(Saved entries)
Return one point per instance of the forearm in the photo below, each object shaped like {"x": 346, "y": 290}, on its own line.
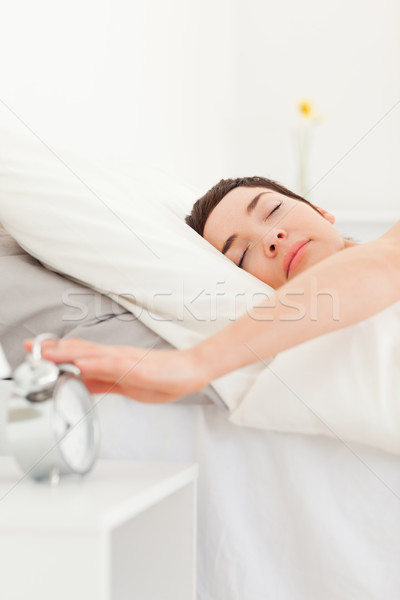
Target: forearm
{"x": 346, "y": 288}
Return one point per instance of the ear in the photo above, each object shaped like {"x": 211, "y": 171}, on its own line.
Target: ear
{"x": 326, "y": 215}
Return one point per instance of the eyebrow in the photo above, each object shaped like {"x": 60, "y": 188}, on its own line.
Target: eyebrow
{"x": 250, "y": 208}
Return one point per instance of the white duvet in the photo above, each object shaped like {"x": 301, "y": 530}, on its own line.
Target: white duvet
{"x": 126, "y": 237}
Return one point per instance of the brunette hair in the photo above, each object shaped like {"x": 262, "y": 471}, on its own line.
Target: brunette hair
{"x": 203, "y": 206}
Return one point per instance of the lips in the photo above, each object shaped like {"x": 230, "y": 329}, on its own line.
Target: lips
{"x": 290, "y": 256}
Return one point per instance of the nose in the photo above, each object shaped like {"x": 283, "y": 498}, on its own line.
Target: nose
{"x": 272, "y": 241}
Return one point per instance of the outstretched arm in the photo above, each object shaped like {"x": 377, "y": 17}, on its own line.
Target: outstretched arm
{"x": 344, "y": 289}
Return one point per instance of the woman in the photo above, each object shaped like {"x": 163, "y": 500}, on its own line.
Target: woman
{"x": 289, "y": 244}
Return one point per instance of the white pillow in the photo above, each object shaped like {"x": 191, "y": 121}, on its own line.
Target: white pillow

**Directions**
Format the saved entries above as a numbered list, skipping any blank lines and omitting the pictures.

**Task output**
1. Return one point per instance of the forearm in the photo below, each object shaped like {"x": 346, "y": 290}, on its own line.
2. Target: forearm
3. {"x": 346, "y": 288}
4. Return one point per instance of the ear in the photo above, each object shaped like {"x": 211, "y": 171}, on its own line.
5. Target: ear
6. {"x": 326, "y": 215}
7. Return one point per instance of the eyebrow in the photo above, each object shaped like {"x": 60, "y": 188}, on its own line.
8. Target: eyebrow
9. {"x": 250, "y": 208}
10. Return one point per instance of the white duvet in the photo above, each object shaped like {"x": 301, "y": 530}, on its own line.
11. Target: white duvet
12. {"x": 126, "y": 237}
13. Return one point per instance of the brunette hair in the photo above, each object shaped like {"x": 262, "y": 471}, on its own line.
14. Target: brunette hair
15. {"x": 203, "y": 206}
16. Return one point per instance of the lips in the photo above, each object shaped like {"x": 230, "y": 329}, on its own line.
17. Target: lips
18. {"x": 290, "y": 256}
19. Return one point per instance of the nose in the photo above, each object shaped like {"x": 283, "y": 498}, on its own line.
20. Target: nose
21. {"x": 272, "y": 241}
22. Return one point per instance of the outstretched arm in the photo above, each object shaped like {"x": 377, "y": 17}, on its own line.
23. Target: outstretched arm
24. {"x": 344, "y": 289}
25. Return one point per instance of the woman in the photo above, each object shaped like {"x": 163, "y": 500}, on its own line.
26. Target: woman
27. {"x": 289, "y": 244}
28. Return one point per instance of the white pillow in the photo above, each object shaped like {"x": 191, "y": 121}, on its own line.
29. Target: white pillow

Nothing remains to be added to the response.